DOCUMENT PASSAGE:
■ ■ ■

The global tax deal that the G-7 nations reached over the weekend isn’t like pulling an emergency brake that brings a runaway train to a screeching halt. Its effects will be slight for most companies, and won’t be felt for some time.
But the pair of proposals—a system that taxes companies in line with where they operate and a 15% minimum corporate tax rate—can eventually make it tougher for multinational corporations to shift their revenues to tax havens and reduce their tax bills.
The immediate impact, though, won’t be significant, given the relatively low 15% rate and plenty of details left to be figured out. Still, a shift away from a global tax system that pits countries against each other in a race to the bottom to attract businesses could mean higher overall corporate taxes down the road.

■ ■ ■

REQUIRED ACTIONS:
1. Copy out the G-7 tax deal passage word for word, everything from "The global tax" down to "for some time.".
2. In the G-7 tax deal passage, what minimum corporate tax rate is proposed?
3. Write the next part of the G-7 tax deal passage, picking up after its final sentence.

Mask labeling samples

■ ■ ■

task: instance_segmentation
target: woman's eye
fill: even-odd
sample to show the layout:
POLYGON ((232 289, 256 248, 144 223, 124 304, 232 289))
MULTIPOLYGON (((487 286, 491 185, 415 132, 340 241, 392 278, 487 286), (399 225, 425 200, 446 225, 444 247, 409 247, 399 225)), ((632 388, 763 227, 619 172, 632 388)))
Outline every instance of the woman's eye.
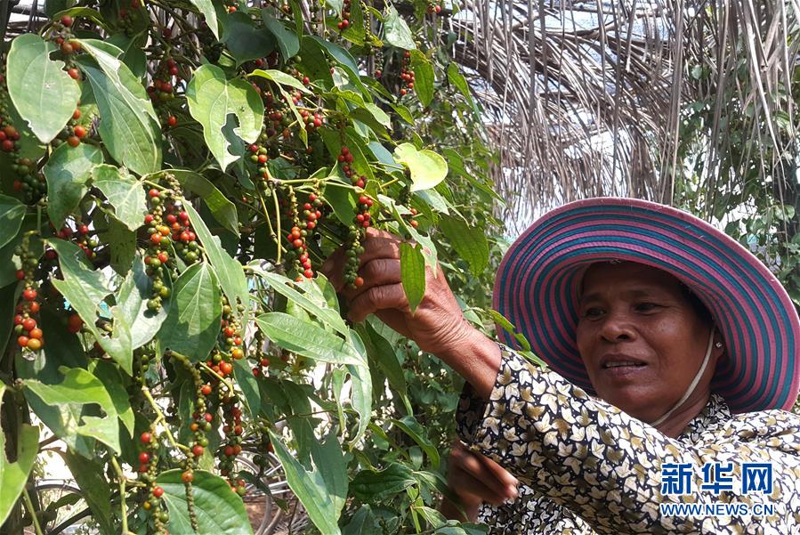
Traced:
POLYGON ((648 312, 659 308, 655 303, 640 303, 636 305, 636 310, 642 312, 648 312))
POLYGON ((595 307, 587 308, 584 312, 584 318, 599 318, 602 314, 602 309, 595 307))

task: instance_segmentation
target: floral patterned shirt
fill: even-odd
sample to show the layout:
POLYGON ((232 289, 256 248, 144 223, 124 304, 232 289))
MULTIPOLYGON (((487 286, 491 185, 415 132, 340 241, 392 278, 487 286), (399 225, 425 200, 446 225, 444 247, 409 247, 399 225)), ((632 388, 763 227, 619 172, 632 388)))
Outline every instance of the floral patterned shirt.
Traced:
POLYGON ((712 394, 673 439, 513 350, 501 350, 489 401, 467 385, 457 417, 470 450, 521 482, 513 501, 481 507, 479 520, 489 533, 800 534, 800 416, 784 410, 731 415, 723 398, 712 394), (707 462, 732 464, 727 473, 732 490, 705 490, 715 479, 703 477, 707 462), (743 464, 769 462, 772 493, 745 492, 743 464), (679 464, 691 471, 686 479, 692 491, 662 495, 662 466, 667 474, 679 464), (662 503, 744 504, 750 514, 662 515, 662 503), (772 513, 753 515, 756 504, 772 504, 772 513))

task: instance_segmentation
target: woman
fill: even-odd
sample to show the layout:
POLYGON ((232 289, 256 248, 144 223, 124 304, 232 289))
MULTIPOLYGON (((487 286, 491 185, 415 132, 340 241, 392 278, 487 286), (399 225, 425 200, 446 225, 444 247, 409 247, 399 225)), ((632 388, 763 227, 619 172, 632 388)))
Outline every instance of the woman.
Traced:
POLYGON ((633 199, 541 218, 494 306, 549 371, 471 328, 440 272, 412 318, 398 247, 373 233, 368 282, 343 291, 352 320, 377 314, 467 380, 450 482, 468 517, 480 507, 493 533, 800 532, 800 417, 780 410, 800 388, 800 320, 735 241, 633 199), (659 507, 681 503, 707 507, 659 507))

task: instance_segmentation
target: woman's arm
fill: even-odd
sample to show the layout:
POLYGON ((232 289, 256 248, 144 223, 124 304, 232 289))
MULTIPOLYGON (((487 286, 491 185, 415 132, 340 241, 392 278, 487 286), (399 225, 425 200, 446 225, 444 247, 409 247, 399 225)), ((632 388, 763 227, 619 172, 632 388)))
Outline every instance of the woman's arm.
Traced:
POLYGON ((510 350, 503 352, 489 402, 473 393, 465 396, 459 410, 459 434, 471 449, 568 507, 597 532, 615 534, 763 532, 762 528, 796 532, 798 429, 800 417, 791 413, 740 415, 687 444, 592 399, 510 350), (717 496, 699 488, 707 462, 731 463, 732 490, 717 496), (741 491, 741 469, 751 462, 772 463, 772 495, 741 491), (691 470, 693 484, 687 496, 662 494, 661 469, 669 476, 670 465, 691 470), (774 511, 768 517, 661 515, 659 504, 683 502, 772 504, 774 511))

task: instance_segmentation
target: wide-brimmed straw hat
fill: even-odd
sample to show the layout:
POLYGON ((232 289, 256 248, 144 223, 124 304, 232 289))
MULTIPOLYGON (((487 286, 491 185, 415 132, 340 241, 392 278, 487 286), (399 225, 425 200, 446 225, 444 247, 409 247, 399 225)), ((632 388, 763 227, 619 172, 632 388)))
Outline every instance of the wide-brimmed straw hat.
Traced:
POLYGON ((792 407, 800 320, 786 290, 731 238, 671 207, 598 198, 549 212, 506 252, 494 308, 554 370, 594 394, 576 345, 578 287, 590 264, 612 260, 663 270, 707 307, 726 348, 711 388, 732 411, 792 407))

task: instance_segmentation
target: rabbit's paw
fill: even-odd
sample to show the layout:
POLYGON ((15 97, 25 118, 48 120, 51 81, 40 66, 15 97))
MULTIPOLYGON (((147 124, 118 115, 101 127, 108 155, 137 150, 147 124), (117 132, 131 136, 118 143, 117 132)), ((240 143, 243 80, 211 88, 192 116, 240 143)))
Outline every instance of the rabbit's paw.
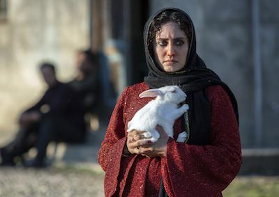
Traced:
POLYGON ((189 106, 187 104, 183 104, 180 109, 181 109, 181 111, 186 111, 187 110, 189 109, 189 106))
POLYGON ((183 132, 182 133, 180 133, 179 134, 176 141, 177 142, 185 142, 186 139, 187 139, 187 133, 186 132, 183 132))

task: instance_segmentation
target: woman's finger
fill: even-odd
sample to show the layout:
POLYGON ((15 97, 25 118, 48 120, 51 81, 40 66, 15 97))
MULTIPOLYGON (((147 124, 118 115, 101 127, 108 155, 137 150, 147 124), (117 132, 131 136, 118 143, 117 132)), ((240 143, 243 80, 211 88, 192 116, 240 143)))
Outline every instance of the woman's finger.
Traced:
POLYGON ((130 142, 129 143, 129 147, 130 148, 136 148, 138 147, 144 147, 146 145, 150 145, 151 144, 152 144, 152 142, 151 141, 147 141, 147 140, 139 140, 139 141, 136 141, 135 142, 130 142))

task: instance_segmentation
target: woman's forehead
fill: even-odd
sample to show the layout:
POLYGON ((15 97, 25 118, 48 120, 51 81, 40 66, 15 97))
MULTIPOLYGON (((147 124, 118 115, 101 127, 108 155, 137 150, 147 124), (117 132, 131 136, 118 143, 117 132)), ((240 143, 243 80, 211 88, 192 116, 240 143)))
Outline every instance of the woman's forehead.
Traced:
POLYGON ((156 33, 156 38, 187 38, 186 33, 179 24, 174 22, 167 22, 161 25, 160 30, 156 33))

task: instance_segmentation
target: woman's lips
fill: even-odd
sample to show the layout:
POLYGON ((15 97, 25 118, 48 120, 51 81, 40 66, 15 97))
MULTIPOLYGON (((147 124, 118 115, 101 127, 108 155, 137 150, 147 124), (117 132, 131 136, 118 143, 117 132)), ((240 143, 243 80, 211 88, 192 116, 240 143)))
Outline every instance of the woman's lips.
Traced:
POLYGON ((172 65, 174 64, 175 63, 176 63, 177 61, 175 60, 167 60, 165 61, 164 63, 167 65, 172 65))

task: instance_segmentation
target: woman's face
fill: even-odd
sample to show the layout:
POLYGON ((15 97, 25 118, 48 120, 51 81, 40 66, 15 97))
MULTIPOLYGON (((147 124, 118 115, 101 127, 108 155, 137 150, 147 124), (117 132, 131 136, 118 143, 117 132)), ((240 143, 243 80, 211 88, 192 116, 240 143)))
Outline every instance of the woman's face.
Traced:
POLYGON ((173 22, 161 26, 153 42, 156 61, 165 72, 181 70, 186 62, 189 42, 186 33, 173 22))

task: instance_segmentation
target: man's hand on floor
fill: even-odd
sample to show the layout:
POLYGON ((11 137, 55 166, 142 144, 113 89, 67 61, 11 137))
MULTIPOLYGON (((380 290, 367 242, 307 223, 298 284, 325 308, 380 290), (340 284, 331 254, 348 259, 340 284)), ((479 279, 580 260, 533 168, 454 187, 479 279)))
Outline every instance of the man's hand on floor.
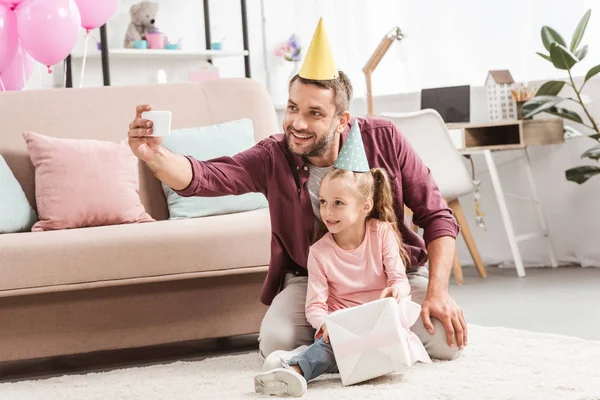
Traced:
POLYGON ((442 322, 446 329, 448 346, 454 344, 455 333, 458 348, 462 350, 467 345, 467 323, 463 311, 448 292, 440 291, 435 294, 428 294, 421 305, 421 317, 425 329, 431 335, 435 329, 431 323, 431 318, 437 318, 442 322))

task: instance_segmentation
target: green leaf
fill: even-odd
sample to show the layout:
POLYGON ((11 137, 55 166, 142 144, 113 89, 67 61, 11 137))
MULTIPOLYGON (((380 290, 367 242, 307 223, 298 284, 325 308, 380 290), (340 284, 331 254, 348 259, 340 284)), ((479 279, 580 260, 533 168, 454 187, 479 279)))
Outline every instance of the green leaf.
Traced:
POLYGON ((593 165, 582 165, 581 167, 569 168, 565 171, 567 180, 580 185, 597 174, 600 174, 600 167, 593 165))
POLYGON ((571 121, 575 121, 578 122, 580 124, 583 124, 583 120, 581 119, 581 117, 579 116, 579 114, 577 114, 575 111, 571 111, 567 108, 561 108, 561 107, 550 107, 549 109, 545 110, 548 114, 552 114, 552 115, 556 115, 557 117, 561 117, 564 119, 568 119, 571 121))
POLYGON ((583 38, 583 34, 585 33, 585 28, 587 27, 587 23, 590 20, 591 14, 592 10, 587 10, 587 12, 581 18, 581 21, 579 21, 577 29, 575 29, 575 33, 573 34, 573 39, 571 39, 571 47, 569 47, 571 51, 575 51, 577 46, 579 46, 579 43, 581 43, 581 38, 583 38))
POLYGON ((564 47, 567 47, 567 44, 565 43, 565 40, 562 38, 562 36, 560 36, 558 32, 556 32, 549 26, 542 27, 542 43, 544 43, 544 47, 548 51, 550 51, 550 45, 552 43, 558 43, 563 45, 564 47))
POLYGON ((585 74, 585 79, 583 81, 583 83, 586 83, 592 76, 596 75, 598 72, 600 72, 600 64, 596 65, 595 67, 592 67, 587 74, 585 74))
POLYGON ((536 96, 523 104, 523 118, 531 118, 536 114, 554 107, 564 99, 558 96, 536 96))
POLYGON ((587 44, 575 52, 575 57, 577 57, 579 61, 583 60, 585 56, 587 56, 587 44))
POLYGON ((558 69, 571 69, 579 61, 569 49, 556 42, 550 45, 550 58, 552 64, 558 69))
POLYGON ((587 149, 582 155, 581 158, 591 158, 592 160, 598 161, 600 159, 600 146, 592 147, 591 149, 587 149))
POLYGON ((549 55, 547 55, 547 54, 543 54, 543 53, 540 53, 539 51, 537 51, 536 53, 537 53, 537 54, 538 54, 540 57, 542 57, 542 58, 545 58, 546 60, 548 60, 548 61, 552 62, 552 59, 550 58, 550 56, 549 56, 549 55))
POLYGON ((565 86, 565 82, 563 81, 548 81, 538 89, 535 96, 556 96, 560 93, 563 86, 565 86))

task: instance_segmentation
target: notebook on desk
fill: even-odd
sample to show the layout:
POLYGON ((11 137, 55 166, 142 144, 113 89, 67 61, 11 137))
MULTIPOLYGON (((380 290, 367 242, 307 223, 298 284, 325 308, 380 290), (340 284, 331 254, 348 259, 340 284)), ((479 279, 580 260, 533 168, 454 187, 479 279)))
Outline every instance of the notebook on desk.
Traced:
POLYGON ((471 87, 453 86, 423 89, 421 91, 421 110, 436 110, 449 124, 469 122, 471 118, 471 87))

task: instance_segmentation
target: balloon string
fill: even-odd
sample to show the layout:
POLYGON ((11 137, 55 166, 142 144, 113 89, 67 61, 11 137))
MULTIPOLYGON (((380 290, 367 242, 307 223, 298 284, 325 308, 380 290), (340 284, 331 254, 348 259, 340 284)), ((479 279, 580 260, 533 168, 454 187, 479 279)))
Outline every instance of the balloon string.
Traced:
POLYGON ((44 86, 44 85, 42 85, 42 64, 38 63, 37 70, 38 70, 38 79, 40 80, 40 90, 41 90, 41 89, 43 89, 43 86, 44 86))
POLYGON ((25 84, 27 83, 27 78, 25 77, 25 54, 23 54, 25 52, 24 49, 21 48, 21 71, 23 71, 23 87, 25 87, 25 84))
POLYGON ((82 88, 83 87, 83 74, 85 72, 85 59, 87 58, 87 40, 88 40, 88 34, 86 33, 85 35, 85 44, 83 47, 83 61, 81 63, 81 78, 79 79, 79 87, 82 88))
POLYGON ((65 62, 63 63, 63 87, 67 87, 67 59, 65 58, 65 62))

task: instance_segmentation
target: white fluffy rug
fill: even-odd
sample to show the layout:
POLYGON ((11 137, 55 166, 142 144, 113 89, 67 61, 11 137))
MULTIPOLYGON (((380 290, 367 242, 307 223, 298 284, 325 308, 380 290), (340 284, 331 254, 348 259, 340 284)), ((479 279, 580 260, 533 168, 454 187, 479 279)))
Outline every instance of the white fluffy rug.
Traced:
MULTIPOLYGON (((469 346, 450 362, 416 364, 342 387, 311 382, 306 399, 600 399, 600 342, 470 326, 469 346)), ((2 400, 268 399, 254 393, 256 353, 105 373, 0 384, 2 400)))

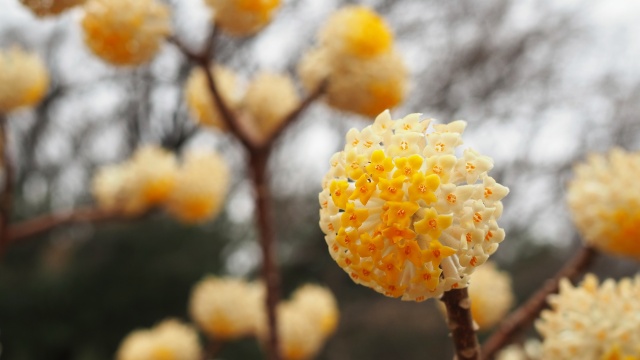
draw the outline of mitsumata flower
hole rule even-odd
[[[143,146],[132,158],[98,169],[92,192],[108,211],[137,215],[154,206],[186,223],[214,218],[222,209],[229,168],[215,152],[192,151],[178,164],[173,153]]]
[[[214,218],[224,205],[230,176],[229,166],[217,153],[188,153],[165,207],[185,223]]]
[[[255,335],[261,315],[262,286],[241,279],[208,276],[193,288],[189,313],[210,337],[234,340]]]
[[[640,277],[598,283],[587,274],[579,286],[567,279],[549,296],[536,328],[542,359],[640,359]]]
[[[130,160],[100,168],[93,180],[93,194],[103,209],[138,214],[167,200],[177,171],[173,153],[146,145]]]
[[[169,9],[157,0],[89,0],[84,8],[85,43],[114,65],[151,60],[171,31]]]
[[[325,287],[306,284],[291,295],[291,303],[307,314],[323,336],[332,335],[338,327],[340,312],[333,293]]]
[[[319,46],[298,65],[304,87],[323,82],[329,106],[373,117],[405,97],[408,71],[384,20],[363,6],[337,11],[319,31]]]
[[[261,73],[251,82],[243,100],[243,108],[251,114],[256,129],[271,135],[300,103],[291,77]]]
[[[61,12],[82,4],[85,0],[20,0],[37,16],[58,15]]]
[[[320,29],[318,38],[335,57],[372,58],[389,52],[393,45],[393,34],[384,19],[365,6],[336,11]]]
[[[334,295],[325,287],[306,284],[291,300],[278,304],[278,334],[285,360],[312,359],[336,330],[339,311]],[[266,314],[258,321],[258,337],[268,335]]]
[[[575,173],[567,201],[587,244],[640,260],[640,153],[594,154]]]
[[[240,104],[240,97],[237,92],[235,73],[219,65],[212,66],[210,71],[216,78],[216,86],[222,100],[231,109],[236,108]],[[226,129],[222,115],[215,105],[213,95],[207,85],[206,73],[200,67],[191,71],[184,85],[184,92],[189,111],[196,121],[205,126],[220,130]]]
[[[36,105],[48,87],[49,72],[38,56],[17,47],[0,50],[0,114]]]
[[[117,360],[198,360],[198,333],[177,320],[165,320],[150,330],[137,330],[120,344]]]
[[[480,330],[488,330],[509,312],[513,305],[511,277],[498,271],[495,264],[488,261],[473,273],[469,281],[471,316]],[[444,304],[440,310],[446,312]]]
[[[280,0],[205,0],[217,26],[232,35],[246,36],[271,22]]]
[[[464,121],[433,125],[388,111],[347,133],[319,195],[329,253],[359,284],[423,301],[466,287],[504,239],[496,220],[508,189],[491,158],[466,149]]]

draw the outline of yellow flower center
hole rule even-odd
[[[354,55],[371,58],[391,48],[393,41],[391,30],[373,11],[364,7],[353,9],[347,24],[349,31],[345,41],[347,49]]]
[[[615,227],[605,232],[608,239],[607,250],[611,252],[640,257],[640,211],[620,209],[605,215],[603,221],[612,222]]]
[[[153,357],[154,360],[177,360],[178,358],[175,356],[173,351],[167,347],[160,346],[153,349]]]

■ ■ ■

OUTPUTS BY TASK:
1.
The global tax deal that the G-7 nations reached over the weekend isn’t like pulling an emergency brake that brings a runaway train to a screeching halt. Its effects will be slight for most companies, and won’t be felt for some time.

2. A 15% minimum corporate tax rate.

3.
Higher corporate taxes, in turn, usually pull down markets because they eat into companies’ earnings. To know how much, though, investors should understand the global package agreed to by Treasury Secretary
Janet Yellen
and her counterparts in Canada, France, Germany, Italy, Japan, and the U.K. The deal next goes before the Group of 20 and then a coalition of 137 countries convened by the Organization for Economic Cooperation and Development, or OECD.
Jefferies strategist Sean Darby breaks down the G-7 agreement:
“Firstly, multinationals will pay at least a 15% global minimum corporate tax rate in each country they operate from,” he wrote “Secondly, …taxes would apply to any global company with at least a 10% profit margin. Thereafter, 20% of any profit above that would be allocated and taxed in the countries where they operate from.”
To be clear, the G-7 proposals are international agreements that represent a big step forward in how countries are approaching taxation of multinational corporations. But nations have their own tax laws, which will take years for lawmakers to draft, negotiate, and pass—and could look very different from the G7’s proposals. Republicans in the U.S. are currently opposed to corporate tax hikes, for example.
The X Factor of each country needing to pass its own legislation to implement the G-7 agreement explains why an immediate impact from last weekend’s proposals won’t be felt. Then, couple that with the 15% minimum corporate tax rate, which simply isn’t all that high.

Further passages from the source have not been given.